Requisitos
A. Explique, de acordo com o texto sobre Ivete Sangalo e Iza, por que Iza decidiu convidar Ivete para cantar em seu primeiro álbum.
B. Segundo o texto sobre Ivete Sangalo e Iza, quem se apresenta no domingo logo antes das duas no festival Tim Music?
C. Retome o texto sobre Ivete Sangalo e Iza a partir da última frase apresentada.

Texto apresentado
>>>

Ivete Sangalo não gostava de postar imagens de seus filhos novos nas redes sociais, mas em março de 2018 abriu uma exceção. Marcelo, então com nove anos, pediu à mãe que mostrasse um vídeo dele tocando a bateria da música "Pesadão", o primeiro hit de Iza, para a cantora. "Mãezinha orgulhosa desse cara!", ela publicou.
Desde então, as duas estabeleceram uma relação de amizade e de admiração mútua que chega ao ápice com o show conjunto que elas vão fazer em São Paulo neste fim de semana. Juntas no palco, elas são as atrações principais do domingo (13) no festival Tim Music, no Parque do Ibirapuera, logo após Ferrugem com Criolo. No sábado (12), Mano Brown divide os microfones com Rashid, e Ludmilla recebe Martinho da Vila.
Mas não será a primeira vez que elas trabalharão juntas. Depois de ver Marcelo tocando sua música no Instagram, a então iniciante Iza não pensou duas vezes antes de chamar Ivete para cantar em seu primeiro álbum, "Dona de Mim", de 2018. "Pensei assim, essa mulher já sabe quem eu sou, ela postou o vídeo, não custa nada tentar jogar um verde, vai que ela topa. Ela topou e foi muito incrível", ela diz.

<<<

Material fornecido
>>>

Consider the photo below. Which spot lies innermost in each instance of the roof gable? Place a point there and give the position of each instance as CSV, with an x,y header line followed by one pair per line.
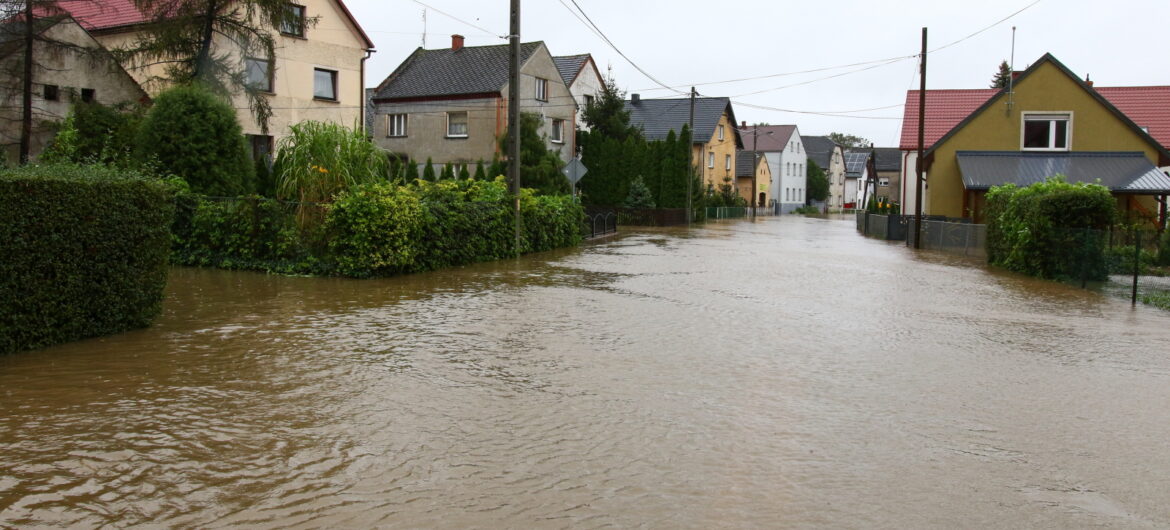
x,y
442,73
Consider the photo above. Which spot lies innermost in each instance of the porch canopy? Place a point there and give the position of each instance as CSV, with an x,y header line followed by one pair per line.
x,y
1121,172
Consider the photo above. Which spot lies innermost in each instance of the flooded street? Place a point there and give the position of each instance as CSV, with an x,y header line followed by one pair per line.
x,y
777,373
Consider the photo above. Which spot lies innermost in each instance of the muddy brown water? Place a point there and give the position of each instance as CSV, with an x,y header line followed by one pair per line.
x,y
779,373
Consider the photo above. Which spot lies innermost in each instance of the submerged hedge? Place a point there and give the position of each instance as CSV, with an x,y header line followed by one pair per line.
x,y
84,253
374,229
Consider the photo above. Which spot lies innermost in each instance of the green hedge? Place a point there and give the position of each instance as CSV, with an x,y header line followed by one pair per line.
x,y
84,253
374,229
1052,229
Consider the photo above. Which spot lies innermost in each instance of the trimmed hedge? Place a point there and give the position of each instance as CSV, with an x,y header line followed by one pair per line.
x,y
84,253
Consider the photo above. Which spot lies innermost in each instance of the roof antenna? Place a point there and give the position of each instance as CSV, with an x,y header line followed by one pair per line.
x,y
1011,77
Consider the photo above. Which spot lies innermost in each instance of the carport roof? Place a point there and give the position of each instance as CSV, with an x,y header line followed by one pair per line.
x,y
1121,172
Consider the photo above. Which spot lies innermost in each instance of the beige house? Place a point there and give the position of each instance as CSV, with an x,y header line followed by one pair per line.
x,y
451,104
69,67
317,74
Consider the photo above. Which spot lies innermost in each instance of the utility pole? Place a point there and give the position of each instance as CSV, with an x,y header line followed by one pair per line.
x,y
692,176
922,150
514,114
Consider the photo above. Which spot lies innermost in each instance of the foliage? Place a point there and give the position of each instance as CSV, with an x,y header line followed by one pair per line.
x,y
817,181
639,195
1050,229
195,136
96,133
84,253
319,159
180,36
848,140
1003,76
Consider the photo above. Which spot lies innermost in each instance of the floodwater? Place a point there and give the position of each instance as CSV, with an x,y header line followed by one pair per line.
x,y
778,373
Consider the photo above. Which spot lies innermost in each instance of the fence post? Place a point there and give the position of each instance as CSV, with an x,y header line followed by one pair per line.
x,y
1137,262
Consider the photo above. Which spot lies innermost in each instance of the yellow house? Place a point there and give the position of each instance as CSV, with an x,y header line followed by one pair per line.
x,y
1048,123
317,74
715,139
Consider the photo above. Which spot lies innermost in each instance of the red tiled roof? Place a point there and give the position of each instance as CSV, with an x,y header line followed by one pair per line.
x,y
1148,107
944,110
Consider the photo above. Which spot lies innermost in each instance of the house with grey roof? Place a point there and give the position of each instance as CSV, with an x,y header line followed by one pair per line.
x,y
715,139
830,157
787,160
452,104
583,78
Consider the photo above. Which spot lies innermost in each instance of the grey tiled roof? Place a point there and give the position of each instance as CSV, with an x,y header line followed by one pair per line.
x,y
658,117
570,66
888,159
819,149
1119,171
477,69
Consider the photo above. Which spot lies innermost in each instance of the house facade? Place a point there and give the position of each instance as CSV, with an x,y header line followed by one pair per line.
x,y
714,143
584,81
1050,123
70,67
830,157
451,104
317,74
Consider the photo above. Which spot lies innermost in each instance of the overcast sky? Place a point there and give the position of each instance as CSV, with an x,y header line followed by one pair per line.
x,y
683,42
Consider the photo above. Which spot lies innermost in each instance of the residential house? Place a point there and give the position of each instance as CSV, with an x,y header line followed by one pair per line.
x,y
452,104
752,172
888,173
69,67
787,159
715,139
584,81
830,156
1050,122
858,171
318,71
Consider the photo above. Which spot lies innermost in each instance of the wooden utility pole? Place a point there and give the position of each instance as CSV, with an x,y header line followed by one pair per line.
x,y
922,150
692,176
514,115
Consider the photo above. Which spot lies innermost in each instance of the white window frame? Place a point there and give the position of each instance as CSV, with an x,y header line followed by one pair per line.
x,y
467,125
557,135
396,125
1051,117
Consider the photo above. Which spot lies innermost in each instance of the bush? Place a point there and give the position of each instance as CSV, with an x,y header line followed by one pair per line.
x,y
1051,229
194,135
84,253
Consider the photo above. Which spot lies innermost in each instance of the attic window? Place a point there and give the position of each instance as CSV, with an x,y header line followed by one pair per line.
x,y
1046,132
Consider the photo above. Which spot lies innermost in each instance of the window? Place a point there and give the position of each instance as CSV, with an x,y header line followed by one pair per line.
x,y
558,131
260,74
456,124
1046,132
396,125
324,84
294,20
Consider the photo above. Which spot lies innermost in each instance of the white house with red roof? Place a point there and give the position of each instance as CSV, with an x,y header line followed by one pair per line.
x,y
318,71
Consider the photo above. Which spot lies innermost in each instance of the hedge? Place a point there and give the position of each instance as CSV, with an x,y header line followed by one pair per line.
x,y
84,253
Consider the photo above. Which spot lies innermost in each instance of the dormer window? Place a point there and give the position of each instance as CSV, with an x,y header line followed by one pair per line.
x,y
1046,131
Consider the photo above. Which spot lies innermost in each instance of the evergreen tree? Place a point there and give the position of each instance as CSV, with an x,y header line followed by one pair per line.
x,y
1003,77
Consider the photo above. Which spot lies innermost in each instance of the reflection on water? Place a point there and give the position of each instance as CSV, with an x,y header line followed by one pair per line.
x,y
783,372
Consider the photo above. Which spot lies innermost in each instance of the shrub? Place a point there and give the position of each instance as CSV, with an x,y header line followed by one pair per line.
x,y
1051,229
194,135
84,253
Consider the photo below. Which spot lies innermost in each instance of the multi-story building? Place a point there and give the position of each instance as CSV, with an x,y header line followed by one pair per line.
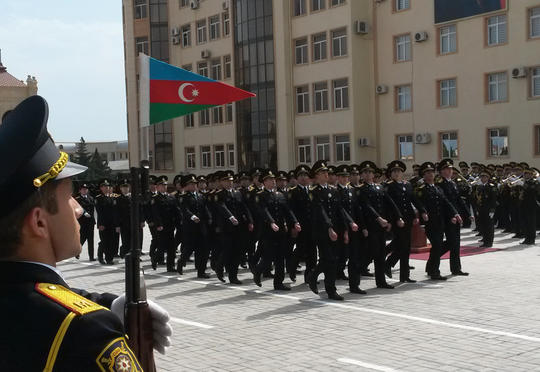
x,y
342,80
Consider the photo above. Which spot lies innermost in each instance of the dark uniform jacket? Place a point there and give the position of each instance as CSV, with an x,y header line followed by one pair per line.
x,y
47,324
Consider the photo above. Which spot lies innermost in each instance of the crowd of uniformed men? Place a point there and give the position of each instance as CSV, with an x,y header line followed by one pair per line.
x,y
331,218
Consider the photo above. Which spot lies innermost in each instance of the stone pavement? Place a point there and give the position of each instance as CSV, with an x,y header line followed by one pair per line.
x,y
489,321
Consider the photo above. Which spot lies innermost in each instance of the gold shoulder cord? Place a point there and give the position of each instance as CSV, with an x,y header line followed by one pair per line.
x,y
54,171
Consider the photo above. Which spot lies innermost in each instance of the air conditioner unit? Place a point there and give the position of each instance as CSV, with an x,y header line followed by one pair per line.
x,y
205,54
363,141
519,72
423,138
361,27
420,36
381,89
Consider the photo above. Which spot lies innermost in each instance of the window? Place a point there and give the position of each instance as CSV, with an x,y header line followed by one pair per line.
x,y
226,24
219,156
405,147
163,146
317,5
323,147
299,7
343,148
319,47
228,112
304,150
400,5
534,22
141,45
535,82
201,31
498,142
447,93
403,48
215,27
202,68
449,145
341,94
300,51
337,2
190,158
403,98
497,87
320,92
189,121
228,66
447,39
206,157
496,30
339,43
216,69
186,36
302,100
141,9
204,117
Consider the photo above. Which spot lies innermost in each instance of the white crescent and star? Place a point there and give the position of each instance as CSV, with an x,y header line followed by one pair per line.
x,y
181,94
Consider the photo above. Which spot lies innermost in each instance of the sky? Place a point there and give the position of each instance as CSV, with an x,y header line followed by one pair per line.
x,y
75,50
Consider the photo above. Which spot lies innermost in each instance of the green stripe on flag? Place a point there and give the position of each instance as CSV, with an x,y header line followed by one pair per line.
x,y
164,111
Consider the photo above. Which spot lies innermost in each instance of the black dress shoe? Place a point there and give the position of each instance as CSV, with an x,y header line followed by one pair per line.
x,y
282,287
408,280
357,290
334,296
437,277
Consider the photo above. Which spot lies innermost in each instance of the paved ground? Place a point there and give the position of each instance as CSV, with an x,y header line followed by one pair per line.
x,y
489,321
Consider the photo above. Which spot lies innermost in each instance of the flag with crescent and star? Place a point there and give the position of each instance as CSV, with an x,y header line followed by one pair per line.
x,y
167,92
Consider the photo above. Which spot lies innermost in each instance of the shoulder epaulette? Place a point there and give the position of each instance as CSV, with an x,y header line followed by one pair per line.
x,y
68,299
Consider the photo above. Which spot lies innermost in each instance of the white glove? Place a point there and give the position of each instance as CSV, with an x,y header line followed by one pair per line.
x,y
161,326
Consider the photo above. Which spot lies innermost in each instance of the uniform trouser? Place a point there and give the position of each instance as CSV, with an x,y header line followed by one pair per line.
x,y
356,245
305,250
377,248
195,242
87,235
273,249
452,244
327,262
230,254
401,249
435,236
106,244
166,246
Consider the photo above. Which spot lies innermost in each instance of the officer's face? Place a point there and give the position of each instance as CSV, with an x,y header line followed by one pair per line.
x,y
64,230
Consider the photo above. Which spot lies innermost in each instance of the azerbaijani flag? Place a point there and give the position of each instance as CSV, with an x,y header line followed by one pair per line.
x,y
167,91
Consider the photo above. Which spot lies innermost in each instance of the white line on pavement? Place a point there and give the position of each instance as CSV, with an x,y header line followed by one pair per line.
x,y
188,322
375,367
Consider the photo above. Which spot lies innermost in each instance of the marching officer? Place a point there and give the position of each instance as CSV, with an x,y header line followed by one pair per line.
x,y
435,211
87,220
165,215
195,220
276,217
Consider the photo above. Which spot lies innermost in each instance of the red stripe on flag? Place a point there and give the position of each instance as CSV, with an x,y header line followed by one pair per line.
x,y
195,92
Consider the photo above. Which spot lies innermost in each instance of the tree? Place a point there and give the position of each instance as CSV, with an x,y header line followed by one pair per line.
x,y
82,156
97,168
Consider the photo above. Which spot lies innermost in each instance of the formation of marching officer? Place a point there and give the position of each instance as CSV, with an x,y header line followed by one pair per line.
x,y
337,220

<<<

Resultados por tarefa
A. Iza achou que valia a pena tentar porque Ivete já sabia quem ela era, já que tinha postado o vídeo do filho Marcelo tocando "Pesadão" na bateria.

B. Ferrugem com Criolo.

C.
Ivete participou de "Corda Bamba", uma das últimas faixas que Iza preparou para o disco, coleção de faixas influenciadas por várias vertentes da música negra —americana e brasileira— sob verniz pop, que apresentou a cantora ao grande público. No ano seguinte, as duas se reencontraram como juradas do programa "The Voice", reality show de música que era exibido na TV Globo.
Foi nos bastidores do programa, diz Iza, que as duas se aproximaram. "Aprendi muito. Eu perguntava as coisas. ‘Como é que tu faz isso aqui?’ ‘O que tu faria nessa situação?’ A Ivete é muito sem merdinha, sabe? Tem um papo muito reto. Se você perguntar, ela vai te falar: ‘Minha filha, você tá viajando’. Ou então: ‘Pronto, Iza, isso é massa’."
A baiana, que despontou como cantora da Banda Eva, no auge do axé dos anos 1990, se viu no espelho da carioca —que chamou a atenção das grandes gravadoras cantando covers no YouTube. "O processo de Iza é muito avassalador", ela diz. "Ela vem de uma geração em que o tempo é de uma velocidade muito grande. Esse tempo cronológico do sucesso não corresponde ao tempo de maturação dessa ideia."
É um processo diferente da geração de Ivete, ainda analógica. "Fiz vários shows na Banda Eva, pegamos primeiro o Nordeste e, à medida que íamos entrando no Sudeste, tive um tempo para compreender que estava me tornando uma cantora, que eu tinha fãs, tinha um show, um palco, um empresário —o negócio do entretenimento."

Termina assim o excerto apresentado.